======== PROVIDED DATA ========

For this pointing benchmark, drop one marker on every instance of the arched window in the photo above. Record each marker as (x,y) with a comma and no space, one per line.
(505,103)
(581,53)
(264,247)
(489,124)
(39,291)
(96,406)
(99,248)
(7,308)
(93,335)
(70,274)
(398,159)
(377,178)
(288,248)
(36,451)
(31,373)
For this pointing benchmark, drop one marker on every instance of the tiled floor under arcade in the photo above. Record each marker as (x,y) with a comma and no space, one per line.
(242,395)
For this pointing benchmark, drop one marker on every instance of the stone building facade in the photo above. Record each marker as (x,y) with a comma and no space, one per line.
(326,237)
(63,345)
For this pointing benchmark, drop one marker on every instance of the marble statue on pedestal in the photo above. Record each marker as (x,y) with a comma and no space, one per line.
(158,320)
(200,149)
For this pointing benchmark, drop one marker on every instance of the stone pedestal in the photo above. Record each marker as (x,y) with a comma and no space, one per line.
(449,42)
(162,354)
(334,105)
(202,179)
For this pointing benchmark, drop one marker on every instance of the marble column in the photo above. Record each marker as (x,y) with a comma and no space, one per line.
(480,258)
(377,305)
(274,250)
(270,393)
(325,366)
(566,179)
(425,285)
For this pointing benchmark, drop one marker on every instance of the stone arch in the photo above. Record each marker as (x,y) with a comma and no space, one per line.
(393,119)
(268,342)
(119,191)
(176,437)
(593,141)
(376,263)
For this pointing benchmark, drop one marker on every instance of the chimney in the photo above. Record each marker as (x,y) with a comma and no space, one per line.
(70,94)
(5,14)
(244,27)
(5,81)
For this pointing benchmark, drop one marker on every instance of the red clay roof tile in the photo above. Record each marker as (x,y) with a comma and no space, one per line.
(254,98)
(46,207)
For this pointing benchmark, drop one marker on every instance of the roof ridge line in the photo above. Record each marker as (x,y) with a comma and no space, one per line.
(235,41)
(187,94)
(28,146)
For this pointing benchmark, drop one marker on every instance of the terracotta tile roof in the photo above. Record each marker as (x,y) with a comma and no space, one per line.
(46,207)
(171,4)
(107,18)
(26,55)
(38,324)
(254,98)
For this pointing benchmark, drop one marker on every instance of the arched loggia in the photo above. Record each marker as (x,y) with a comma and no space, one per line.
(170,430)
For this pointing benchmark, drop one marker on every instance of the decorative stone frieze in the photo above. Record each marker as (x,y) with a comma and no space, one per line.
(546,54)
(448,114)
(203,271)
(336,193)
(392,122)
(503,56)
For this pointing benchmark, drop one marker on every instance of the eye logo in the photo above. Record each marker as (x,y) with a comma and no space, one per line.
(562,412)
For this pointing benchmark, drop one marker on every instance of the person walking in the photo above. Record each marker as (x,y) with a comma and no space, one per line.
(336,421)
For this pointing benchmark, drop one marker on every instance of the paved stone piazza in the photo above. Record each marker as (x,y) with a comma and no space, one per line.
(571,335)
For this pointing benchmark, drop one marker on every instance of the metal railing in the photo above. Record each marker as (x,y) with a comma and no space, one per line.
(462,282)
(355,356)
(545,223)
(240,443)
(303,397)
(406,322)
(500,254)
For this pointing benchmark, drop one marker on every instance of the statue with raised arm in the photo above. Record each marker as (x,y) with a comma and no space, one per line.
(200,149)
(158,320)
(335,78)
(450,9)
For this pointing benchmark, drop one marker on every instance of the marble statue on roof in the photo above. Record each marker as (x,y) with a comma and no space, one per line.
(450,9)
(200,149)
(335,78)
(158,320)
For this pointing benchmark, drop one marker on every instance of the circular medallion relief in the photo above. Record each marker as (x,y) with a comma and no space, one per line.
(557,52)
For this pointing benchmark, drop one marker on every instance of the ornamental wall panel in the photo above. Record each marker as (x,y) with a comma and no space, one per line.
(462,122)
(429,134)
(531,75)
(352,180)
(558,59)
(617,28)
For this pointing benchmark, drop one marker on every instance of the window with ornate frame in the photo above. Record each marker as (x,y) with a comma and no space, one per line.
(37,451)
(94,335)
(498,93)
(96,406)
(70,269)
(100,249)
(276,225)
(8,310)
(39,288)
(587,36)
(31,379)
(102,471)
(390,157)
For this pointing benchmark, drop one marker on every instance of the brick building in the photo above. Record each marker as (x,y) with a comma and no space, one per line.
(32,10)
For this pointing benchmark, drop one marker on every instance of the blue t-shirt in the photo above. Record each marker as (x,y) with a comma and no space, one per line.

========

TASK GOAL: Retype the whole listing, matching it exactly.

ANSWER TO THE TASK:
For this pointing benchmark, drop one marker on every instance of the arched window in the photo above. Record each marker as (x,y) with a comma and no space, one per line.
(505,103)
(581,53)
(264,247)
(489,124)
(39,291)
(96,406)
(99,248)
(7,308)
(93,335)
(70,274)
(398,159)
(377,178)
(288,248)
(36,451)
(31,373)
For this pointing benchmark, drop one marker on every instance of the tiled floor under arcade in the photo above. Record each marker as (x,y) with a comma and no space, one per line.
(242,395)
For this pointing benchmark, drop one marker on every instance of the stone building facade in the photo above. Record each marker as (x,y) with a comma and no space, one per line.
(326,237)
(63,345)
For this pointing benchmark, drop one marker on every instance of the marble statue on pedestal in the photo above. Record each marker as (x,y) with a comma and no space, one per line.
(158,320)
(200,149)
For this pointing benchmark, drop one marker on every instance of the stone pedestal in the photo above. Record each marker as (x,y) with a comma and no space, one per line.
(449,42)
(162,354)
(334,105)
(202,179)
For this pointing benchmark, drop one marker on every instance of the marble column in the photo above. Record each marker as (x,y) with a comma and no space, one per line.
(480,258)
(377,305)
(274,250)
(270,393)
(325,366)
(566,179)
(425,285)
For this pointing benchmark, drop one marker on every instance of the stone arch in the photo above. Record each marker as (x,y) with a comma and no space, one per line.
(393,119)
(268,342)
(119,191)
(176,437)
(593,141)
(376,263)
For this pointing benchmark, drop one marker on every instance of the chimney in the photo above. Record each marker as (x,y) with a comma and no space, one per line.
(70,94)
(5,14)
(244,27)
(5,81)
For this pointing benchmark, drop one marker on every instance of the red clay roof tile in the photo above. Record each marker as (x,y) with a comma and no space, one per line.
(254,98)
(46,207)
For this pointing benchmark, drop one marker on every instance of the roof ridge line in the photo above. Record each marker as (x,y) with a comma and no space, one per line.
(235,41)
(187,94)
(28,146)
For this pointing benchmark, drop one marker on every instance of the terracotta tile roof in the photo above. Record each marker as (x,y) with a comma and no space, one per line.
(46,207)
(171,4)
(107,18)
(26,55)
(38,324)
(254,98)
For this pointing benchmark, drop one marker on every instance of the arched loggia in the photo above. Record each marker as (x,y) with a comma and no space, one per line.
(170,430)
For this pointing benchmark, drop one marker on every instance of the decorative stone frieze in the photo above. Record each marker as (x,y) with a comma and no space, one per line.
(546,54)
(448,114)
(203,271)
(336,193)
(392,122)
(503,56)
For this pointing benchmark, drop one marker on every instance of the eye logo in the photo above. Record each marker as (x,y) with a comma and no space, one per line.
(562,412)
For this pointing benchmark, drop one marker on every instance of the person walking in the photo above. Record each marker as (x,y) with a comma and no space, one per line.
(336,421)
For this pointing benchmark, drop one marker on every instance of the paved stone piazza in the photo above. Record each marker as (x,y) with a comma and no space, one per line.
(571,335)
For this pointing benchmark, drop one marker on every instance of the metal railing in the photo above. Record each marker as (x,y) with a comma and no space, one per line.
(462,282)
(355,356)
(545,223)
(240,443)
(303,397)
(406,322)
(500,254)
For this pointing benchmark, drop one marker on every instance of the statue with raised arm in the photo above. Record each marker as (x,y) with a comma and no space, one per line.
(200,149)
(158,320)
(335,78)
(450,9)
For this pointing benchmark, drop one marker on every instance of the marble statue on roof in the photo above. Record each marker as (x,y) with a comma and no space, one per line.
(450,9)
(200,149)
(335,78)
(158,320)
For this pointing benchmark, drop one marker on every instance of the circular medallion relief in the photo above. Record each marker as (x,y) with a comma and no space, one per line.
(557,52)
For this pointing benchmark, drop one marker on every instance of the ornamental wall panel in the photo above. Record each marker as (x,y) with a comma and no space, one per line.
(462,122)
(429,134)
(531,75)
(352,180)
(558,59)
(617,28)
For this pointing benchmark, drop one marker on every instance of the window with ornate frame in the photo above. Record each marker as (x,y) with a comma and no space, one per line.
(37,451)
(94,335)
(498,93)
(96,406)
(70,269)
(100,249)
(276,225)
(8,310)
(39,288)
(587,36)
(31,379)
(102,471)
(390,157)
For this pointing benchmark, drop one marker on every instance of the brick building in the photo above. Record each marker as (x,y) with a comma and no space, one per line.
(32,10)
For this pointing benchmark, drop one marker on every instance of the blue t-shirt in the photo above. Record each marker as (x,y) with a comma and no space, one per line.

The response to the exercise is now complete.